(Dataset excerpts on object pointing)
▶
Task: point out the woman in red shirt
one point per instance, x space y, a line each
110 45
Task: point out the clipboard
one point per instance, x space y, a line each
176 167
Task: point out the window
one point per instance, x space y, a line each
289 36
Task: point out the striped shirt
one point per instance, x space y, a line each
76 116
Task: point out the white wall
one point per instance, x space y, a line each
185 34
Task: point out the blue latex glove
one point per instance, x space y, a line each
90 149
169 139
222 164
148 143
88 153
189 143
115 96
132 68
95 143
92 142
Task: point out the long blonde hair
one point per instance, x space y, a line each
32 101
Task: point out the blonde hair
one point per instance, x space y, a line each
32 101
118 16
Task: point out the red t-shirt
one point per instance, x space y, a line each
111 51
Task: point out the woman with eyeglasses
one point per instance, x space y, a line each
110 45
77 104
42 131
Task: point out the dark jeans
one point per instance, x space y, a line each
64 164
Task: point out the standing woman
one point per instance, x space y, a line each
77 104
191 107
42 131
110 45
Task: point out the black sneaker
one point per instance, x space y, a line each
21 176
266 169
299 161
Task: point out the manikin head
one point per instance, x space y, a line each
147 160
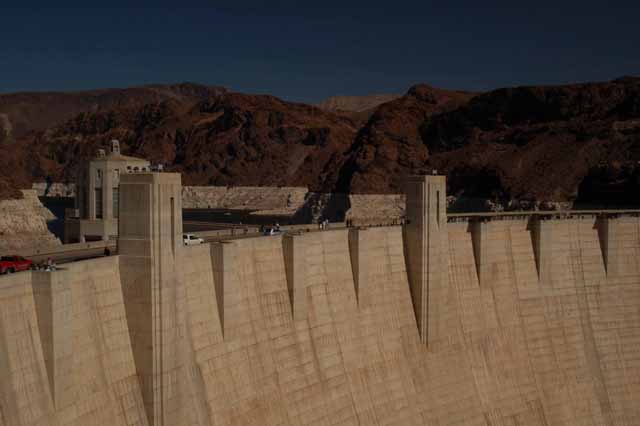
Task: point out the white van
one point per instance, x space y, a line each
191 240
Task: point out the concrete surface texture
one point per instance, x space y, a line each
520 321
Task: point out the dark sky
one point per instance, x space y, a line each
308 50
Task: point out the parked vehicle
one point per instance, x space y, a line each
271 230
11 264
191 240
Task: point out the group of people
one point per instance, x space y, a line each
270 230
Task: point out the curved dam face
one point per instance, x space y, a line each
507 321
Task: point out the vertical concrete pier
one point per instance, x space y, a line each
150 246
425 242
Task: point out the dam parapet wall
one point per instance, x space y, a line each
525 319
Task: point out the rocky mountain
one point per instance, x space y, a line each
22 113
355 103
576 142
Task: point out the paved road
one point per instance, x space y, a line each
72 256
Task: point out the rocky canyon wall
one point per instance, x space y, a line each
23 224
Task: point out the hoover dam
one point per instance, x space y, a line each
495 320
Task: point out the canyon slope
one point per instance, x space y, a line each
577 143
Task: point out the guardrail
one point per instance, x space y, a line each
542 213
65 248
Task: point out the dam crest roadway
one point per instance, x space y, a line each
525 318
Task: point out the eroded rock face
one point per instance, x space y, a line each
6 128
266 200
23 224
524 143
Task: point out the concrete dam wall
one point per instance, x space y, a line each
451 321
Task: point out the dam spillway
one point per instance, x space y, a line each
506 320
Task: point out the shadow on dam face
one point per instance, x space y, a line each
519 321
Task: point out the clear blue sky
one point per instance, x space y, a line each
308 50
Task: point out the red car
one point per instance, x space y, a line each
10 264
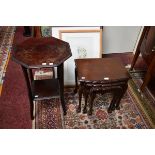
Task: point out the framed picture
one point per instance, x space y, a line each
84 44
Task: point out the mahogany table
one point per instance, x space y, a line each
100 75
39 53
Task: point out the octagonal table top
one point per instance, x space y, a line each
42 52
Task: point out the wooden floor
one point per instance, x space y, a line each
140 65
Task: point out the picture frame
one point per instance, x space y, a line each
84 43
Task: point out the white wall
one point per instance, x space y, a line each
120 39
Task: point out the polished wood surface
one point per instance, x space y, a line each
146 47
100 68
99 76
45 89
35 52
45 52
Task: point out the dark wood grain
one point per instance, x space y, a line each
92 75
146 47
47 52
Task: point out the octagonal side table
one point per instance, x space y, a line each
37 53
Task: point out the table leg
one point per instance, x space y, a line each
124 88
29 90
76 82
80 92
92 97
60 75
30 74
86 93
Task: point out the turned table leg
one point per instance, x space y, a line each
60 74
25 71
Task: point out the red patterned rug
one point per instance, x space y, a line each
131 115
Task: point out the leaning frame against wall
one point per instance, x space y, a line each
84 43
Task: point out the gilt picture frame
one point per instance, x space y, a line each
84 44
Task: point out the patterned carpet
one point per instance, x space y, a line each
6 40
132 114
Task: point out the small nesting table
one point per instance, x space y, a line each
36 53
100 75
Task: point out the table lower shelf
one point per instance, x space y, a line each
45 89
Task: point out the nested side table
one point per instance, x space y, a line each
36 53
99 76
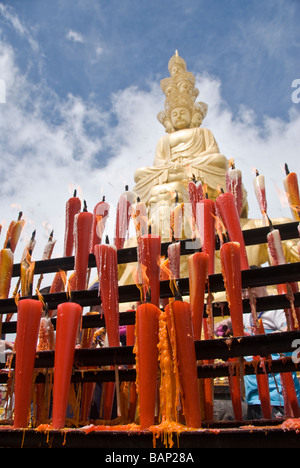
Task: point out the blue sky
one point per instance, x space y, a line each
82 94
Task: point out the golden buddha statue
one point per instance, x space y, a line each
187 151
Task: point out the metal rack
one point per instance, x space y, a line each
220 349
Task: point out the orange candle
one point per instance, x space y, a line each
6 267
226 206
233 178
58 285
174 260
206 228
130 341
123 217
82 234
46 343
290 396
67 327
100 215
149 250
260 192
231 271
14 232
139 213
263 391
88 387
107 266
187 364
292 190
198 275
276 254
146 349
28 322
235 390
73 207
195 195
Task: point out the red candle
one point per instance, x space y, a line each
208 382
28 322
231 271
226 206
149 250
292 190
48 250
147 361
139 213
67 327
176 221
82 233
46 343
107 266
123 217
290 397
235 388
174 260
195 190
260 192
6 267
130 341
88 387
206 228
263 390
14 232
187 364
276 254
233 178
198 274
100 215
73 207
58 285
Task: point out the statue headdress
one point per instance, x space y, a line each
180 91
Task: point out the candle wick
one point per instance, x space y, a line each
287 171
8 243
270 223
148 296
177 295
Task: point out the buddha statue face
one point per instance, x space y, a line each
180 118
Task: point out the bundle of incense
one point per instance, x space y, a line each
73 207
292 190
233 180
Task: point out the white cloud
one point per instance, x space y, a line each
42 161
74 36
8 13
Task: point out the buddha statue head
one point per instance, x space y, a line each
181 111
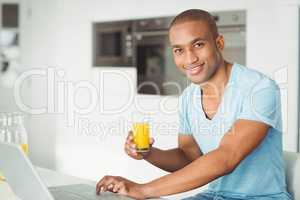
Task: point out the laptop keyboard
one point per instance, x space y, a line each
82 192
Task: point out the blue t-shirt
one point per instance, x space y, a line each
248 95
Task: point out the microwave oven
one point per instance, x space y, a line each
113 44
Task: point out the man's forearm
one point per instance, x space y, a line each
168 160
196 174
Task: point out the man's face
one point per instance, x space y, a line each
196 52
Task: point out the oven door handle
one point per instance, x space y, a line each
139 35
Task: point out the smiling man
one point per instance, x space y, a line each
230 133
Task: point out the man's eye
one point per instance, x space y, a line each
177 51
199 44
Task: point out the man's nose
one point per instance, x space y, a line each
191 57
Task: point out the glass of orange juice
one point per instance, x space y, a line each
141 136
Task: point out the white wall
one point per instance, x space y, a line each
58 34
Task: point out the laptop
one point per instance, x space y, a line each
22 177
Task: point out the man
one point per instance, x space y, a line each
230 125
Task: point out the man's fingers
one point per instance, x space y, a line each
106 183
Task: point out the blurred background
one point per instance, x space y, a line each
82 70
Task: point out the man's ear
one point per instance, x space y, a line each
220 42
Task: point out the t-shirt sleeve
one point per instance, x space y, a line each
262 104
184 125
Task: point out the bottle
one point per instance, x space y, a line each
19 133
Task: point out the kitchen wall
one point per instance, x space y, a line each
58 34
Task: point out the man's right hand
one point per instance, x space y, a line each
130 148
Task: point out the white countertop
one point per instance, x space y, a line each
53 178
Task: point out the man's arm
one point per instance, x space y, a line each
174 159
241 140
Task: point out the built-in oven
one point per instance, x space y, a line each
156 71
113 44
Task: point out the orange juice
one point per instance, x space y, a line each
141 136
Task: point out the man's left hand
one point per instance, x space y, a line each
121 186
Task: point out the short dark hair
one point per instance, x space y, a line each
197 15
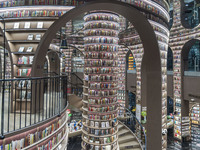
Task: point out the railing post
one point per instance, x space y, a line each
2 111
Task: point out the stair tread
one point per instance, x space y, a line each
122 131
119 126
130 143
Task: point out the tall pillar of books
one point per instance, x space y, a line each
100 97
122 80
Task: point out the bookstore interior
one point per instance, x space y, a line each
83 74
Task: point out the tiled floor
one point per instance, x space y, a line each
171 144
74 143
10 123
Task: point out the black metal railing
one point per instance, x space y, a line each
27 101
130 120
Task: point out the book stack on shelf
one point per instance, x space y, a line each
11 3
8 67
175 45
36 137
77 64
121 96
195 126
131 62
100 82
34 13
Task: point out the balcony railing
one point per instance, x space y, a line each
26 102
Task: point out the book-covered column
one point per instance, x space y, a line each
101 82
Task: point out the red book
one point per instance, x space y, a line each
29 72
◀
■ GIVEN EXERCISE
Please convert the lines of the records into a numbered list, from the line containing "Task: point out the man's right hand" through the end of the records, both included, skipping blank lines and leaving out the pictures.

■ EXPECTED OUTPUT
1. Task: point out the man's right hand
2. one point per instance, x space y, a line each
3. 130 148
4. Task: point out the white countertop
5. one point per instance, x space y, a line each
6. 53 178
7. Task: point out the man's arm
8. one point per instance, x space y, a line each
9. 174 159
10. 241 140
11. Task: point out the built-in oven
12. one point per instance, x space y, a line each
13. 156 71
14. 113 44
15. Task: point out the orange juice
16. one point per instance, x space y, a line each
17. 141 136
18. Task: point out the man's left hand
19. one point per instance, x space y, a line each
20. 121 186
21. Task: point out the short dark hair
22. one point per instance, x space y, a line each
23. 197 15
24. Task: point out the railing post
25. one point per instance, x space y, a line each
26. 2 111
27. Task: point out the stair tread
28. one point per instance, x space y, a line each
29. 122 131
30. 119 126
31. 130 143
32. Task: point out the tall pillar of books
33. one point per instance, x space y, a line each
34. 100 97
35. 122 80
36. Task: point out the bookstore interior
37. one point per instance, x space y, a line each
38. 83 74
39. Task: point out the tiled floor
40. one point per instance, x space y, a line each
41. 171 144
42. 74 143
43. 10 123
44. Task: point out the black metal railing
45. one point per instance, x space y, a line each
46. 27 101
47. 130 120
48. Task: point out the book stack on shelf
49. one point per instance, x space y, a line each
50. 11 3
51. 8 67
52. 175 45
53. 36 137
54. 77 64
55. 121 96
56. 195 126
57. 131 62
58. 100 82
59. 34 13
60. Task: point out the balcony railing
61. one point per instance, x space y, a line each
62. 26 102
63. Task: point out the book-covered column
64. one point per instance, x space y, a line each
65. 101 82
66. Task: point out the red book
67. one point per instance, x space y, a line each
68. 29 72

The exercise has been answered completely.